- Input records
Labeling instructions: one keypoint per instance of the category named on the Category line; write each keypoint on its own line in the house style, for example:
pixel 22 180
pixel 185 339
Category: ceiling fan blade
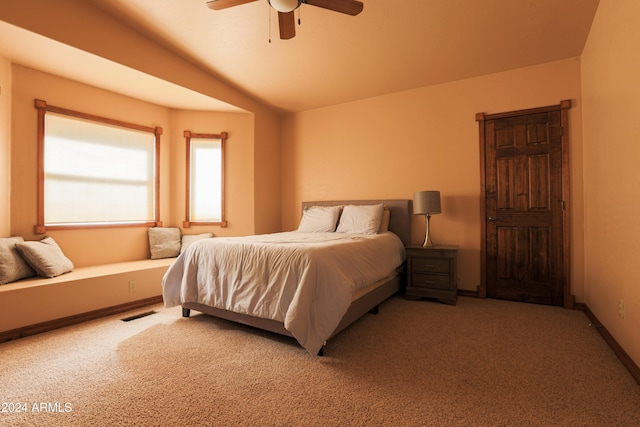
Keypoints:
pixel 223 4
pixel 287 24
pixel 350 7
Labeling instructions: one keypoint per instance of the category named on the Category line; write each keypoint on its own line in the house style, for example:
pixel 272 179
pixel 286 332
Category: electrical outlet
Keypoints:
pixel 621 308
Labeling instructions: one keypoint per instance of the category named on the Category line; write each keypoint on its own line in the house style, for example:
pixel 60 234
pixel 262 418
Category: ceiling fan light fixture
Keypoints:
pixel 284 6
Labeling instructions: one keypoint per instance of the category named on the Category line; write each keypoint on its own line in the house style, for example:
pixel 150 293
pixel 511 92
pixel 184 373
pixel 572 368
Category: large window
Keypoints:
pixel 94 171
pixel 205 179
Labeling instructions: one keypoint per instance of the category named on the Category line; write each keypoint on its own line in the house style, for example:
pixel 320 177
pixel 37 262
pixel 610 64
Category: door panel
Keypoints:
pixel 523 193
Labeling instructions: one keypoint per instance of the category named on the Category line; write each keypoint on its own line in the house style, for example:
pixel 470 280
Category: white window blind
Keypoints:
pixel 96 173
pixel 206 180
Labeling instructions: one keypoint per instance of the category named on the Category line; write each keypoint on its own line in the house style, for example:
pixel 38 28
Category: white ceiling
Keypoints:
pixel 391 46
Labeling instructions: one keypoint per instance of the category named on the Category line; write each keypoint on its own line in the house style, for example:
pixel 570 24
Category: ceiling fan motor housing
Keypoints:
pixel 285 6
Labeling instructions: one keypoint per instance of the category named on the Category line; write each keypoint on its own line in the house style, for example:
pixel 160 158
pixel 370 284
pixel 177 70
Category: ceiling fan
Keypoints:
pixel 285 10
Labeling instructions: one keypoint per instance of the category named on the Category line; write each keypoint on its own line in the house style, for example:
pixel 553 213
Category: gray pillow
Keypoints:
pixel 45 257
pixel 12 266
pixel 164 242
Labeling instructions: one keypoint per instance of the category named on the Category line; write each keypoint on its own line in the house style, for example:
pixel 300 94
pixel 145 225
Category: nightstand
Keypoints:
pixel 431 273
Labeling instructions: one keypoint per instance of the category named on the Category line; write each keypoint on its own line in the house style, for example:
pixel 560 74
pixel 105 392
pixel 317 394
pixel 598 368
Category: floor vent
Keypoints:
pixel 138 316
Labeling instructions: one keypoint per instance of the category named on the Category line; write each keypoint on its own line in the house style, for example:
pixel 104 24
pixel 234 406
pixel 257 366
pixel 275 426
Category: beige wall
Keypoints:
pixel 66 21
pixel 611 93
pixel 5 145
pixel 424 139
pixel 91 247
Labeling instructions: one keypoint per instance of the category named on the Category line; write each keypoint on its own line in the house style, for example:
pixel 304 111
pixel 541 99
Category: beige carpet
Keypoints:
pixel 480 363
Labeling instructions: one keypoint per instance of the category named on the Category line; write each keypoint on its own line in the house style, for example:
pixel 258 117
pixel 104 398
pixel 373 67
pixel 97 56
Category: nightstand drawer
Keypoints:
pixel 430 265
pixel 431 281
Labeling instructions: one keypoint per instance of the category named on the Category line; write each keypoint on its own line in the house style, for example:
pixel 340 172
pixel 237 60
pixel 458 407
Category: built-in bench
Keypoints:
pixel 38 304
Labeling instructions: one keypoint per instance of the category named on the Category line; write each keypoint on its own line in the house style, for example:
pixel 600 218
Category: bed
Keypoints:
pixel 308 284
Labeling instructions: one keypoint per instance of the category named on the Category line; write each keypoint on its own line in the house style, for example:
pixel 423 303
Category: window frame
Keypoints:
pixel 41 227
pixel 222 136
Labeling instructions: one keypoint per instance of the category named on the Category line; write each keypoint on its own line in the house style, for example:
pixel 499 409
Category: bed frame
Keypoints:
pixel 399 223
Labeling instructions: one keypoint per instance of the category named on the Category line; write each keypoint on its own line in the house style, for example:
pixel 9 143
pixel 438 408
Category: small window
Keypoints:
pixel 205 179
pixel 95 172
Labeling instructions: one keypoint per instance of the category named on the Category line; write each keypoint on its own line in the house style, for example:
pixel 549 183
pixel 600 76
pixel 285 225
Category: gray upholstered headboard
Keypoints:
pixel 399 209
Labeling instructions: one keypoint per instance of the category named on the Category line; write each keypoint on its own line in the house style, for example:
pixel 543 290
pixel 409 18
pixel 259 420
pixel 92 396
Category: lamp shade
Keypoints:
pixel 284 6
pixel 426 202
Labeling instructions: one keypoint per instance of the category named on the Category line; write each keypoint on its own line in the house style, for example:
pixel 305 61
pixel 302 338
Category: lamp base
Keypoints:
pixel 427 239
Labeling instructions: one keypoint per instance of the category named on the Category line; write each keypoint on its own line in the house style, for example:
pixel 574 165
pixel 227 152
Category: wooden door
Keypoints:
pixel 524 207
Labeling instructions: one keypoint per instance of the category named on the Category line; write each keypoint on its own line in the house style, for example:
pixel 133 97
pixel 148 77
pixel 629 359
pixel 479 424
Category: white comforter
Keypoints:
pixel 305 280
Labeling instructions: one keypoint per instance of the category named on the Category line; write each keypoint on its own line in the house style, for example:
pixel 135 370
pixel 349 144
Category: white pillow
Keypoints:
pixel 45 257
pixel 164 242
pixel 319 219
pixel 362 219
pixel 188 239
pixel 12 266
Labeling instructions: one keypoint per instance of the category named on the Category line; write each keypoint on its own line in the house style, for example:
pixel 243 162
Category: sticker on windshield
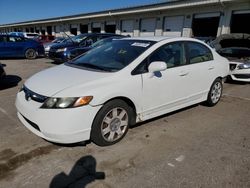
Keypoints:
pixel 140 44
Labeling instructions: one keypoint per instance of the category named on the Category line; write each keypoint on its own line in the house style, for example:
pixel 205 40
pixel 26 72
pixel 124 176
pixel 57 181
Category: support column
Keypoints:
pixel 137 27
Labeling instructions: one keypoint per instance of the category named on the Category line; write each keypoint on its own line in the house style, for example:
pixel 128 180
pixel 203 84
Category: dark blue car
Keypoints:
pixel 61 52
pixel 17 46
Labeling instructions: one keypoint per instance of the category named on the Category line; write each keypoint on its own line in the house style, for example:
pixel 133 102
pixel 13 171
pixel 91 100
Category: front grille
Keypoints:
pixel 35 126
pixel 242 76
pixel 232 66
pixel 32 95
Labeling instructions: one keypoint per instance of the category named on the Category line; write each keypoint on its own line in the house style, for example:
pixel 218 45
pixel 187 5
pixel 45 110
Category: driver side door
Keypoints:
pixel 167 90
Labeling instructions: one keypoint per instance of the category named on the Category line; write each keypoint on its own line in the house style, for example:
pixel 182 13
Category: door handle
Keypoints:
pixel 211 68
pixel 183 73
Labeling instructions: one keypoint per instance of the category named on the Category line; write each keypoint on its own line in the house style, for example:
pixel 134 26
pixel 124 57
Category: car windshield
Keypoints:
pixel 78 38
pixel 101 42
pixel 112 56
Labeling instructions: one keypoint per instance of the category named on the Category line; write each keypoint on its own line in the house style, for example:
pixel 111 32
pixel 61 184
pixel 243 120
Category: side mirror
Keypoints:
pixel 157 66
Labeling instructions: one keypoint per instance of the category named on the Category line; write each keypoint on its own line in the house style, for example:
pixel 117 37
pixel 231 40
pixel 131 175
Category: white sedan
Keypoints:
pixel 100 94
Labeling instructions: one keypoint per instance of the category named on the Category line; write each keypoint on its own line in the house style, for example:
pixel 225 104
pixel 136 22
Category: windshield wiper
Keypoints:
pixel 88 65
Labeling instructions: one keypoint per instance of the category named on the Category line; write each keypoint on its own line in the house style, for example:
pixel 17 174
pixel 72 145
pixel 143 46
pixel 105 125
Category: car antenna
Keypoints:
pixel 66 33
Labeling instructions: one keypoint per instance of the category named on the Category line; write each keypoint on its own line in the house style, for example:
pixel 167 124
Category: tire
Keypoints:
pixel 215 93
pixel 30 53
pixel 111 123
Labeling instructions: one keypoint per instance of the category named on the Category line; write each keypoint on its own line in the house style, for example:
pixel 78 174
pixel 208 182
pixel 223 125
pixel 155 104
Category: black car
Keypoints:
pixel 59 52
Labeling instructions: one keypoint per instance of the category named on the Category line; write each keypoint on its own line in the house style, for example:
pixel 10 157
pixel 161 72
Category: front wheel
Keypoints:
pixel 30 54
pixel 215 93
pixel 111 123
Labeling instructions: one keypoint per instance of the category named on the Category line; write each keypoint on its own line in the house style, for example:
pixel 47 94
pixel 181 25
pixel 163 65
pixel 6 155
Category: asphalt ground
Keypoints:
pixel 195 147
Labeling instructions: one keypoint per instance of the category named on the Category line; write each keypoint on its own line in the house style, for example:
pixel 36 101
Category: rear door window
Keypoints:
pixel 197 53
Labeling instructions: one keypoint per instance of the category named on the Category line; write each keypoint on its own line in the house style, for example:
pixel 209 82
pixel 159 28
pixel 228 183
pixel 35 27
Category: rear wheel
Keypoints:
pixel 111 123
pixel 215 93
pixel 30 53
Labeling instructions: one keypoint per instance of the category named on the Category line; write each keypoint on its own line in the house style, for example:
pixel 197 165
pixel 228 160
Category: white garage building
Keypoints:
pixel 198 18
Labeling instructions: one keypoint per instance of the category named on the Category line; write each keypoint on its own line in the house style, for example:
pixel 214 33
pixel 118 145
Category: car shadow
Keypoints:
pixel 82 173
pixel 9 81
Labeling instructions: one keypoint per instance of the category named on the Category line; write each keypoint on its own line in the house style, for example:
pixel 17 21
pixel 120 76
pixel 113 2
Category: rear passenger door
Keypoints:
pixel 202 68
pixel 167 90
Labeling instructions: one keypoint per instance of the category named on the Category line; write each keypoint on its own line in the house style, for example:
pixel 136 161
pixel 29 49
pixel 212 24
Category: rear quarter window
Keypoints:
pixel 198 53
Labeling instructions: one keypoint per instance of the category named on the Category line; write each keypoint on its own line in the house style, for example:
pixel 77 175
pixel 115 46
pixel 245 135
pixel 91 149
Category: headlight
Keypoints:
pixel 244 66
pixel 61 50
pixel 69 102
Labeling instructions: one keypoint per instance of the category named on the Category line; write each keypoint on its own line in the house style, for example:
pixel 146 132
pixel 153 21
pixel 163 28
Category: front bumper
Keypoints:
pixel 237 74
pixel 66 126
--
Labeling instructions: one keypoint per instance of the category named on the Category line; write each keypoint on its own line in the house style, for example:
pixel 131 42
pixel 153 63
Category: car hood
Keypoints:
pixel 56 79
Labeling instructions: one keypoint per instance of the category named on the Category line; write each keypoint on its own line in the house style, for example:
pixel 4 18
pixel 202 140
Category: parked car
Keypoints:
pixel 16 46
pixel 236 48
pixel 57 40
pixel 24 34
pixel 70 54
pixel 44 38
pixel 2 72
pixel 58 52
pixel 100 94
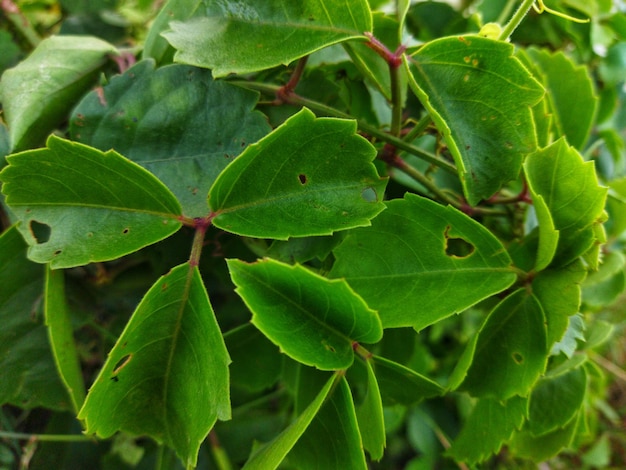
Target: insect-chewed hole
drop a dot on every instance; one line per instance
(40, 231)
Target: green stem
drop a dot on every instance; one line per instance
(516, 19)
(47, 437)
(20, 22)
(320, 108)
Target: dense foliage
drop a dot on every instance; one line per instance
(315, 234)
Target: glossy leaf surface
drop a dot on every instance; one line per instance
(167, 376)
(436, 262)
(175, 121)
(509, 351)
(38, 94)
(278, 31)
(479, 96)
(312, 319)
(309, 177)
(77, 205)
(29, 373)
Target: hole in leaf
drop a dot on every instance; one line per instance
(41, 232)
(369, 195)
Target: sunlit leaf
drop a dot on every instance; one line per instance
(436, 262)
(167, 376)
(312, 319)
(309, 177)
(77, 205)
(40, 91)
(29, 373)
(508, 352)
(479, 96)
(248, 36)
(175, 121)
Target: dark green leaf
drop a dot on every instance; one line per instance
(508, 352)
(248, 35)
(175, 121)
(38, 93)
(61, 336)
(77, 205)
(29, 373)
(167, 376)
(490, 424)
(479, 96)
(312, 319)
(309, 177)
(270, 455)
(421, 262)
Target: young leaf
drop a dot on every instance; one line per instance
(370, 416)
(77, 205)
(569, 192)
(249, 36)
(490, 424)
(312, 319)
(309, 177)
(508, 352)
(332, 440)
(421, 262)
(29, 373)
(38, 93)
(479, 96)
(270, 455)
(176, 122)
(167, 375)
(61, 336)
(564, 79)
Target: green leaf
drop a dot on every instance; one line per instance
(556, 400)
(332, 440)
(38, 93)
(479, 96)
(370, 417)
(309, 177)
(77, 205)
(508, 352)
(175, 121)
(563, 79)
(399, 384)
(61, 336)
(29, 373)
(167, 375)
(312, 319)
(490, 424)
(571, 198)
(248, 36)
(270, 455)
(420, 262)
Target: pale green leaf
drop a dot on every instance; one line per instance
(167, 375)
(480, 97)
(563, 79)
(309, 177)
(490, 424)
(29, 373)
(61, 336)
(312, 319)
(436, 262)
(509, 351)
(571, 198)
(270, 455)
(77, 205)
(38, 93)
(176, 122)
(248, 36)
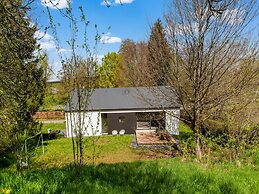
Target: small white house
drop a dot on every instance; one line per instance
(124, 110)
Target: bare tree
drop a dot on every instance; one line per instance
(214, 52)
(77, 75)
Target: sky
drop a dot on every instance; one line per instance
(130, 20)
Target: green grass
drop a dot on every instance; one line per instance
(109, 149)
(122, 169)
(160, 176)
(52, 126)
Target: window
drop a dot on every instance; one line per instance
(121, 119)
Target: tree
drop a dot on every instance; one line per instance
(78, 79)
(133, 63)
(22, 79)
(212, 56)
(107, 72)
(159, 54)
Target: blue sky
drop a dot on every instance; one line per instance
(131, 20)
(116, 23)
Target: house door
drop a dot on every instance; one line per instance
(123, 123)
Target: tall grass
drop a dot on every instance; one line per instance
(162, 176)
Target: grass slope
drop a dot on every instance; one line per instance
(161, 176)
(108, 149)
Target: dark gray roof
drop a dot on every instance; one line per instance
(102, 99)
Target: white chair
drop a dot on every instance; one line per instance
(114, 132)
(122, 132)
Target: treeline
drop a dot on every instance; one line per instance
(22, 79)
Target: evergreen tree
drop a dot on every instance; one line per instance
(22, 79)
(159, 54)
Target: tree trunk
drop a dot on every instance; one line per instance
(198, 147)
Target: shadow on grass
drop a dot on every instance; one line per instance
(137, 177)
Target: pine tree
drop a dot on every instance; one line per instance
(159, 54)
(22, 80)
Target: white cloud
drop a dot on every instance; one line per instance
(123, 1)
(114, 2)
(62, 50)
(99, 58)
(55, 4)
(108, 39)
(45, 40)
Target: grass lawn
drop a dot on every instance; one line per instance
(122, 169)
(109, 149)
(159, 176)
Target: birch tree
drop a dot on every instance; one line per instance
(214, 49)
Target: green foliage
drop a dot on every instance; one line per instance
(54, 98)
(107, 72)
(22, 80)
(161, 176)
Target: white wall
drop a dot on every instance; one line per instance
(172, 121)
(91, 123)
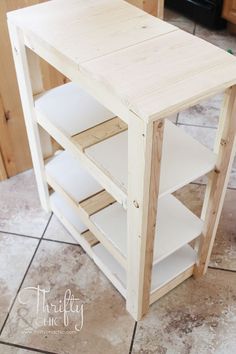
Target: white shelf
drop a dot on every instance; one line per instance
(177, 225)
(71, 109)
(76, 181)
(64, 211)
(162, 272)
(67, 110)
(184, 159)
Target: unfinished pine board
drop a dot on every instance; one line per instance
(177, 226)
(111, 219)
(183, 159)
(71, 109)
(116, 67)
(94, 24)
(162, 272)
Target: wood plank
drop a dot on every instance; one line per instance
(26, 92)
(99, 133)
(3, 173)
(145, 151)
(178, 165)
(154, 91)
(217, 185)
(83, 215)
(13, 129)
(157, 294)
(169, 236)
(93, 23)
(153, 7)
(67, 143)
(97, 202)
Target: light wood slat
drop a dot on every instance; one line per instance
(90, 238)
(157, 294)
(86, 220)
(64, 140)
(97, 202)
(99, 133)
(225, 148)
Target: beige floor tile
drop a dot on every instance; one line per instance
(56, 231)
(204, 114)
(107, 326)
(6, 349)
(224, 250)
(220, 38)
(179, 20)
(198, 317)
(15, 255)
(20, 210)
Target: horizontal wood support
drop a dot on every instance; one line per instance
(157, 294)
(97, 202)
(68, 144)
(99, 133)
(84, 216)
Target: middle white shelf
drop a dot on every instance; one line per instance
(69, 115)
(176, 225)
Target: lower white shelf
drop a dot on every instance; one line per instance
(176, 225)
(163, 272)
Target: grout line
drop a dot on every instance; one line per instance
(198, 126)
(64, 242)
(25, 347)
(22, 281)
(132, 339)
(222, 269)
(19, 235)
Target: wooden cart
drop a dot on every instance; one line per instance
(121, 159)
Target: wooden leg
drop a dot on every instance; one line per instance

- Work to do
Which lines of the items above contain the string "door"? Pick out each such line in full.

- The answer
Category: door panel
Category: wooden door
Category: driver side door
Category: door handle
Category: rear door window
Category: rear passenger door
Target: house door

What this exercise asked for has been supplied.